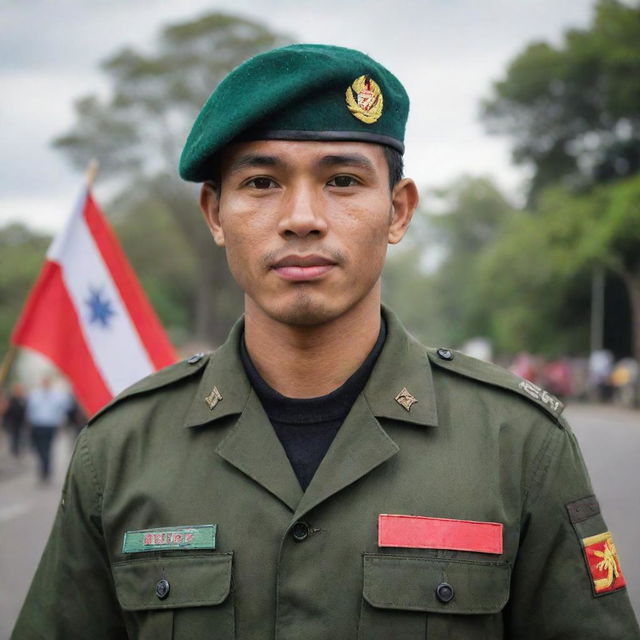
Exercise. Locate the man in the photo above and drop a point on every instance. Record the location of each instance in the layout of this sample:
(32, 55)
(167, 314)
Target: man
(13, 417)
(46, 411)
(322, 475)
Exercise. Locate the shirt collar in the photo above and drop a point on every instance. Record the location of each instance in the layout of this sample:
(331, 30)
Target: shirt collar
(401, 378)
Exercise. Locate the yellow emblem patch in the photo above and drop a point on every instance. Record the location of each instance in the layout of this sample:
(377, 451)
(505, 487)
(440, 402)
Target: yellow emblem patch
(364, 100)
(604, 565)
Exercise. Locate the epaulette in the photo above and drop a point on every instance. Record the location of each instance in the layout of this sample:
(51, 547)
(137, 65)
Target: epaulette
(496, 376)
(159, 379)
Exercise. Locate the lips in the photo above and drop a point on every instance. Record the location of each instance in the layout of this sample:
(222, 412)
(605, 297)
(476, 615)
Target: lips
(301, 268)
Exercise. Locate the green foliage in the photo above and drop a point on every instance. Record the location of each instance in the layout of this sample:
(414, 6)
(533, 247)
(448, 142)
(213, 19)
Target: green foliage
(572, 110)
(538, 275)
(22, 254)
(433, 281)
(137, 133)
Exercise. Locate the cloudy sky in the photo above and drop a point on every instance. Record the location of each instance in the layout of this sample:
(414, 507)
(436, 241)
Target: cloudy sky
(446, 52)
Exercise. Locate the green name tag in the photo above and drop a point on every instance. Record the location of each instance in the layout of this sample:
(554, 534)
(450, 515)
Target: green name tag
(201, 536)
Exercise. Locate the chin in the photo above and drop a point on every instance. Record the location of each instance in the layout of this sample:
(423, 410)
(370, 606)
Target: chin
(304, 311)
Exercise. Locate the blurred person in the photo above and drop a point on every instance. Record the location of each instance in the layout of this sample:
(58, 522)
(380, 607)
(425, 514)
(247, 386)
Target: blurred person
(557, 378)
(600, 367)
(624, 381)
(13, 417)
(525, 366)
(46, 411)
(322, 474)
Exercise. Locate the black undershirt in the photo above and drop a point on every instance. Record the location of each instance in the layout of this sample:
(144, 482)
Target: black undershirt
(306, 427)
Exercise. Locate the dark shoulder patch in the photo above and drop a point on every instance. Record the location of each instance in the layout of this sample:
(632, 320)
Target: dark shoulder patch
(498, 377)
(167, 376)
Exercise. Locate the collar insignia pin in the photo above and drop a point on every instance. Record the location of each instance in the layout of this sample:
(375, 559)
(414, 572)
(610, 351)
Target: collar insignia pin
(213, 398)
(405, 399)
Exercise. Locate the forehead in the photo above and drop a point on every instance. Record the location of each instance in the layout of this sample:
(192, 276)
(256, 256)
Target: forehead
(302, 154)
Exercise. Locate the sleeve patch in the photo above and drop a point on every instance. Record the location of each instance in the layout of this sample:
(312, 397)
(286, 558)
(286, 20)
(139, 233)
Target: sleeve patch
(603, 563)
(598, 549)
• • •
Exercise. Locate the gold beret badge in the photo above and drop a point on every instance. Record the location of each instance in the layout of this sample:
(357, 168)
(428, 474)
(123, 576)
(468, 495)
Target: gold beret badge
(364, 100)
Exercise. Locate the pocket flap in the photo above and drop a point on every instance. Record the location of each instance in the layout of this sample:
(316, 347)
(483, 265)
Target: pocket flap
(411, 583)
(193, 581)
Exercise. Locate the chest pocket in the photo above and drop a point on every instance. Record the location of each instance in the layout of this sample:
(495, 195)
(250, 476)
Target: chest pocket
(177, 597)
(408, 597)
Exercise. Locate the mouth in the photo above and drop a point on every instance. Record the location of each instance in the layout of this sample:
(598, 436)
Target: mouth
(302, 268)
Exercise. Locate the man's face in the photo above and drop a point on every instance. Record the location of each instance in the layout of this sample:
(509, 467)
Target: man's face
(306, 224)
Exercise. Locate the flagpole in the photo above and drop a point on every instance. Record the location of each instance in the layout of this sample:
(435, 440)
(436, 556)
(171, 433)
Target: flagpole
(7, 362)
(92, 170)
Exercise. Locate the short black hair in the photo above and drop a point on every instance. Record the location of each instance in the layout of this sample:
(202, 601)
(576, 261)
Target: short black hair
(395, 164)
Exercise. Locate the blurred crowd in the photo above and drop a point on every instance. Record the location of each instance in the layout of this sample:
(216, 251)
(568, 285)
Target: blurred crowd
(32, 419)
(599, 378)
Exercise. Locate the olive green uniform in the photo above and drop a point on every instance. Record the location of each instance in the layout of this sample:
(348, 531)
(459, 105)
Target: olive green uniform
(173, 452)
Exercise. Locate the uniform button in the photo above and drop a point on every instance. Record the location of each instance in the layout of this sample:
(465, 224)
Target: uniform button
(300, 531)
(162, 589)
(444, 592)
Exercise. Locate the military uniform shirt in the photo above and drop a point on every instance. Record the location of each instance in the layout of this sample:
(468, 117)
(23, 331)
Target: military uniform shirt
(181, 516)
• • •
Count how many lines of the records above contain the word "gold". Give only the number.

2